I was a devoted, loving husband. It has been about 2 months since this all happened and I am so down right now. I've been trying to work through stuff, but I am failing to see light. I wish I had some answers for you, but I don't have it figured out. This pain hurts so much - I had no idea how much - and I am so sorry that you have to go through it too.


----------



## DjF (Nov 24, 2010)

Sorry that you've been forced into this, but now that you've finally have made your decision, you can truly start healing...God Bless and good luck!!!


----------



## Notaclue (Jan 1, 2010)

I've been lurking and reading the stories here and I feel sorry for you and what you are going through. My ex left me this year and like you I tried to hold on and change her mind. I have been sick to death and cried for days at a time. Through it all I've learned that if your spouse no longer loves you, there is nothing you can do. You must let them go. I know that's easier said then done and I know the emotional impact and devastation that it causes, but it's the only way that you will ever heal. I'm nowhere near where I need to be and have good days and terrible days - but I believe I'm finally on the right path. The key is knowing that you are not alone and that millions of people like us are going thru the same thing. Keep posting here and find friends and family that will help you thru this tough time. A new day is right around the corner- have faith !!


----------



## Gilgamesh (Dec 15, 2010)

we have all had similar ways that the final split has happend...and most of the time it seems to be only one of the party that actually wants it to work.....
the other one either tries to hurt us or tries not to...regardless of their actions the pain all becomes the same....u miss them...u miss what you had together regardless of what problems caused this mess...
Moving on from someone u loved so much is hard....there is no easy way to get past it...day by day u cry...you feel...and as the days go on, it either feels worse or better...some days worse than others...some days better than others....
on sites like this its good to express urself...say whats on ur mind...it feels like ur alone in all this...that noone understands...but we all do...its just that we as people dont wanna listen that the other is over us...
keep writing....express ur emotions no matter what they are...even if u feel like ur being selfish...thats the only way to cope with this pain...we all will meet new people...we will move on...it doesnt seem like it right now, but it happens...and then our next loves are going to be so much better than the last...even if you eventually get back the one u were with before..time changes people. most of the time for the better...

Live your life....be confident in urself....life throws things at us that doesnt seem fair...but u deal and move on...There is always hope at the end of the darkness...its just very hard to see...All we can do is help each other. There is always happiness out there for u! you just need to look for it...keep urself in high spirits and eventually it will attract people into your life that you never thought possible before!

** ACTIONS TO TAKE **
a – Based on the forum thread, say whether each statement is true: (i) Notaclue's ex left this year; (ii) the first poster says about six months have passed since it all happened; (iii) Gilgamesh says there is no easy way to get past the loss of someone loved so much. Answer each with yes or no, and quote the deciding words.
b – Repeat word for word the passage of the forum thread from "we have all" up to and including "is over us...".
Answer using only the forum thread.

** DATASET ROWS **
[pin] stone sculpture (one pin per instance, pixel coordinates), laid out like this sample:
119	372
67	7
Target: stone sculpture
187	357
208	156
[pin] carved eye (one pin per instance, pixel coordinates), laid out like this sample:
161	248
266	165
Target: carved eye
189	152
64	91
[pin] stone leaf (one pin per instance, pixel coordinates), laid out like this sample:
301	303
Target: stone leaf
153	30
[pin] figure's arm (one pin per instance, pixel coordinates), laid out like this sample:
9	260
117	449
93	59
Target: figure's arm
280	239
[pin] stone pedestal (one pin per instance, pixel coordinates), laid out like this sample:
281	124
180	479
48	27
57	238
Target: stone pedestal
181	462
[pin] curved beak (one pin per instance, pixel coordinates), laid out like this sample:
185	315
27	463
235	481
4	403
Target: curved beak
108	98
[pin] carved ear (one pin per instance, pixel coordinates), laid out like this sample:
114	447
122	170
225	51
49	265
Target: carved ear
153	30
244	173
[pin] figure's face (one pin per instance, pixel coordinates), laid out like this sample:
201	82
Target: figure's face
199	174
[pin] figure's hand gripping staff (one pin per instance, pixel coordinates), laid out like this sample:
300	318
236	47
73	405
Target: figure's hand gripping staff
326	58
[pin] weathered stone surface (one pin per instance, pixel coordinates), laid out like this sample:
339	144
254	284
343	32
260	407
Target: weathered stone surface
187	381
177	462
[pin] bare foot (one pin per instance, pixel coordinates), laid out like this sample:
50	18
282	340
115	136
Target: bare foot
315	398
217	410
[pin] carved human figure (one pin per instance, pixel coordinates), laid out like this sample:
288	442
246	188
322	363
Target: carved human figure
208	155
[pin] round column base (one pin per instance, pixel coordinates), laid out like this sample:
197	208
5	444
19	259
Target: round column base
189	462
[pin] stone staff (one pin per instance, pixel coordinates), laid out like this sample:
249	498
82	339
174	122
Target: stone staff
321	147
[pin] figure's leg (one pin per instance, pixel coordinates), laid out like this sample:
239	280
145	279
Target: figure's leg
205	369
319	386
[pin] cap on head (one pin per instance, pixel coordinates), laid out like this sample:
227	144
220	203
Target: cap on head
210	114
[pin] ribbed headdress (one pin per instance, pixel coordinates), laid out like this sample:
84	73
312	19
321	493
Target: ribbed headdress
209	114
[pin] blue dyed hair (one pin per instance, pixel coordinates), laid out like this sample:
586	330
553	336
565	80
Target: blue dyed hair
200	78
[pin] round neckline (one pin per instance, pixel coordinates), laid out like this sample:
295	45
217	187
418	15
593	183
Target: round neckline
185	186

** RESULTS **
a –
(i) Yes: "My ex left me this year"
(ii) No: "It has been about 2 months since this all happened"
(iii) Yes: "there is no easy way to get past it"

b –
we have all had similar ways that the final split has happend...and most of the time it seems to be only one of the party that actually wants it to work.....
the other one either tries to hurt us or tries not to...regardless of their actions the pain all becomes the same....u miss them...u miss what you had together regardless of what problems caused this mess...
Moving on from someone u loved so much is hard....there is no easy way to get past it...day by day u cry...you feel...and as the days go on, it either feels worse or better...some days worse than others...some days better than others....
on sites like this its good to express urself...say whats on ur mind...it feels like ur alone in all this...that noone understands...but we all do...its just that we as people dont wanna listen that the other is over us...